- _Document excerpt_:
* * *

Let’s say that Sally gave you the following information:

The current CTR for the version currently on the website is approximately 0.5%.
She’s hoping that the new version will increase the CTR to 1%.
A false positive rate of 5% is acceptable for hypothesis testing.

So we’re trying to detect a 0.5% increase in CTR. This difference is referred to as an effect and the size of the difference is called the effect size. What do we need to do in order to detect this effect?

The Null Model

As with every hypothesis test, we need a null hypothesis \((H_0)\). In our case, our null hypothesis would be that “there is no difference in CTR between version A and B.” We then set out to find evidence that leads us to reject \(H_0\) or, if we fail to gather such evidence, fail to reject it. We can draw a model to represent \(H_0\) in the form of a Normal distribution. We can use a Normal distribution since we are modelling the sampling distribution of the difference between proportions. We know that this Normal distribution should be centred at zero since \(H_0\) states that there is no difference between the proportions. But what standard deviation do we use?

Population vs Sample

Let’s sidetrack for a moment to clarify population vs. sample in the context of website data. It’s easy to think that all the data collected by your webserver represent the population data but from a statistical point of view, you’ve only collected data that represent one possible reality. In other words, if you were to clean out all your data and start over, you’d simply have another sample.

Since we are dealing with a sample, we need to determine the standard error of the difference between proportions for versions A and B.

* * *

- _Data rows_:
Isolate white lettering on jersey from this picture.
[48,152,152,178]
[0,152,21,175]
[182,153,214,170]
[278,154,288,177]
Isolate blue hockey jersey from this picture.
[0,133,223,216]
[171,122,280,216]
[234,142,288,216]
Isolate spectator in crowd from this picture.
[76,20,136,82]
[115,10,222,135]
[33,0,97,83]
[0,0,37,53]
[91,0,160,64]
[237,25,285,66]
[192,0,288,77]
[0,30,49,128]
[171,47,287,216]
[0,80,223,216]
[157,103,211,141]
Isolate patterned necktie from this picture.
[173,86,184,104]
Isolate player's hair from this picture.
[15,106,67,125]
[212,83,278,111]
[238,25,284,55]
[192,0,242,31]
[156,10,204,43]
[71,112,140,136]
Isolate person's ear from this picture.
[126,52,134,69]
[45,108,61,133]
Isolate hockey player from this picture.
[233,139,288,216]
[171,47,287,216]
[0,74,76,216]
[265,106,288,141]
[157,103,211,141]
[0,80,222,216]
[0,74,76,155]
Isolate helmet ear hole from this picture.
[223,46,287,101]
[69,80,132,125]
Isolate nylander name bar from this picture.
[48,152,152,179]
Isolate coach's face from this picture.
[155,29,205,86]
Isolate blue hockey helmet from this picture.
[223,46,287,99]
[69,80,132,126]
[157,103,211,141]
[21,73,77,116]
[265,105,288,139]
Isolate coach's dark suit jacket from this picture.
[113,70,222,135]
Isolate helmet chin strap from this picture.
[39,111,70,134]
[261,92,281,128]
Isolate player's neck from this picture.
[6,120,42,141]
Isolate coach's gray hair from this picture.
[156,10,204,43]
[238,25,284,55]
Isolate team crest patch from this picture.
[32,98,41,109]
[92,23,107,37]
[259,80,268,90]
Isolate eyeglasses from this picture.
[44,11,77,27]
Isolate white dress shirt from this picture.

* * *

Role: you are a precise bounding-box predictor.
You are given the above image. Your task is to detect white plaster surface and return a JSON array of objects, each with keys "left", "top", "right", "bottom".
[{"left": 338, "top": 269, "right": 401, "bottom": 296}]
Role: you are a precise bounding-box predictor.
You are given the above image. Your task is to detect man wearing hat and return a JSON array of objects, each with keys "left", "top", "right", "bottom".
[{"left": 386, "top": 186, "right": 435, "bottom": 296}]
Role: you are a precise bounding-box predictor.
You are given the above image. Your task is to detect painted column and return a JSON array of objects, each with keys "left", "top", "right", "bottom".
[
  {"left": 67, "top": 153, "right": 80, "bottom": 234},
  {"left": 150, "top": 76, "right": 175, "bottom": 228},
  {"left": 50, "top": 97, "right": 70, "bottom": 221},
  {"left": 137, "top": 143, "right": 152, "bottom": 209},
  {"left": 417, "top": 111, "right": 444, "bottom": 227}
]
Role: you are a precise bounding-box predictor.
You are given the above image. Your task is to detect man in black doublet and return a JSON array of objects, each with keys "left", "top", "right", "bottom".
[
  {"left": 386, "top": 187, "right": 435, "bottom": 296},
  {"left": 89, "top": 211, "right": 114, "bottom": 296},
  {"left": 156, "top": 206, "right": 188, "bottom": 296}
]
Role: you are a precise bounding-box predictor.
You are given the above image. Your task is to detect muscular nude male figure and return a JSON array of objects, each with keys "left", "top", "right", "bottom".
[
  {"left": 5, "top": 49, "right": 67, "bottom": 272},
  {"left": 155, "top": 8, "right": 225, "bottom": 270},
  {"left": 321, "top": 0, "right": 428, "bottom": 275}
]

* * *

- _Task brief_:
Copy out the whole click-through rate passage word for word, with no changes. The records are separate material and have no tie to the click-through rate passage.

- _Task response_:
Let’s say that Sally gave you the following information:

The current CTR for the version currently on the website is approximately 0.5%.
She’s hoping that the new version will increase the CTR to 1%.
A false positive rate of 5% is acceptable for hypothesis testing.

So we’re trying to detect a 0.5% increase in CTR. This difference is referred to as an effect and the size of the difference is called the effect size. What do we need to do in order to detect this effect?

The Null Model

As with every hypothesis test, we need a null hypothesis \((H_0)\). In our case, our null hypothesis would be that “there is no difference in CTR between version A and B.” We then set out to find evidence that leads us to reject \(H_0\) or, if we fail to gather such evidence, fail to reject it. We can draw a model to represent \(H_0\) in the form of a Normal distribution. We can use a Normal distribution since we are modelling the sampling distribution of the difference between proportions. We know that this Normal distribution should be centred at zero since \(H_0\) states that there is no difference between the proportions. But what standard deviation do we use?

Population vs Sample

Let’s sidetrack for a moment to clarify population vs. sample in the context of website data. It’s easy to think that all the data collected by your webserver represent the population data but from a statistical point of view, you’ve only collected data that represent one possible reality. In other words, if you were to clean out all your data and start over, you’d simply have another sample.

Since we are dealing with a sample, we need to determine the standard error of the difference between proportions for versions A and B.